A.                The address of the registered office of the Corporation in the State of Delaware is 16192 Coastal Highway, in the City of Lewes, County of Sussex, State of Delaware 19958. The name of its registered agent at such address is Harvard Business Services, Inc.

 

B.                 The name and mailing address of the incorporator of the Corporation is:

 

Gilbert J. Bradshaw

Wilson Bradshaw LLP

18818 Teller Avenue, Suite 115

Irvine, CA 92612

 

ARTICLE III

 

The nature of the business or purposes to be conducted or promoted is to engage in any lawful act or activity for which corporations may be organized under the General Corporation Law of the State of Delaware (the “General Corporation Law”).

# LIST OF TASKS:
1 > In the charter excerpt, what is the name of the registered agent at the Delaware office address?
2 > Quote the stretch of the charter excerpt from "A.                The address" through "Business Services, Inc.".

Entries for pointing and labeling
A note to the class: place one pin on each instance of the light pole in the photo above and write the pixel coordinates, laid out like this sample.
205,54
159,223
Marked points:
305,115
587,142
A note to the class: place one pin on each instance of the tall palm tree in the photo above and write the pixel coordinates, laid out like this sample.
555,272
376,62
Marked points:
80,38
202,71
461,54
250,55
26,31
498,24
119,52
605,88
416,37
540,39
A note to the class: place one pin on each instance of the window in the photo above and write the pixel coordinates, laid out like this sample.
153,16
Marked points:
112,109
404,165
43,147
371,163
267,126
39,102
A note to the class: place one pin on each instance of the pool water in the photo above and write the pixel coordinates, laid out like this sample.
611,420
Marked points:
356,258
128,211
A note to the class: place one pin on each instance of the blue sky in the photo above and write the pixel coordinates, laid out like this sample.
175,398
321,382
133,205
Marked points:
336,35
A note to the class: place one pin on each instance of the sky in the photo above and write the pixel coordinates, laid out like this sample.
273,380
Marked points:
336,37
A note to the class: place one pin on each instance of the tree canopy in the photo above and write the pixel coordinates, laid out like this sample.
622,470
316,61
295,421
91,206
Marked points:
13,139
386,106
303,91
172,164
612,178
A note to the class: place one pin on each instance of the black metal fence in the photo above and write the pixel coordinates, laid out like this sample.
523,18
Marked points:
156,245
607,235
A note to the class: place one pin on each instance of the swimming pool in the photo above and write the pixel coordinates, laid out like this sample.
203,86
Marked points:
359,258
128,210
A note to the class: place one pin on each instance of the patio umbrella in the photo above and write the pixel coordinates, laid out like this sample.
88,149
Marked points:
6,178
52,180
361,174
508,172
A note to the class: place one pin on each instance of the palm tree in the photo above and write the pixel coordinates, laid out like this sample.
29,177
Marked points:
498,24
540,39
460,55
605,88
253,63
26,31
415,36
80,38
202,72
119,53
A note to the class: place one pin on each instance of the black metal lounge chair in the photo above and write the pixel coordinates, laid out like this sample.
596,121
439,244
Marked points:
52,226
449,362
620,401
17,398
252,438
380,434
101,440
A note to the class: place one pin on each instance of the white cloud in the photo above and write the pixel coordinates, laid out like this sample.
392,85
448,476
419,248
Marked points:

# ANSWERS TO THE PROBLEMS:
1 > Harvard Business Services, Inc.

2 >
A.                The address of the registered office of the Corporation in the State of Delaware is 16192 Coastal Highway, in the City of Lewes, County of Sussex, State of Delaware 19958. The name of its registered agent at such address is Harvard Business Services, Inc.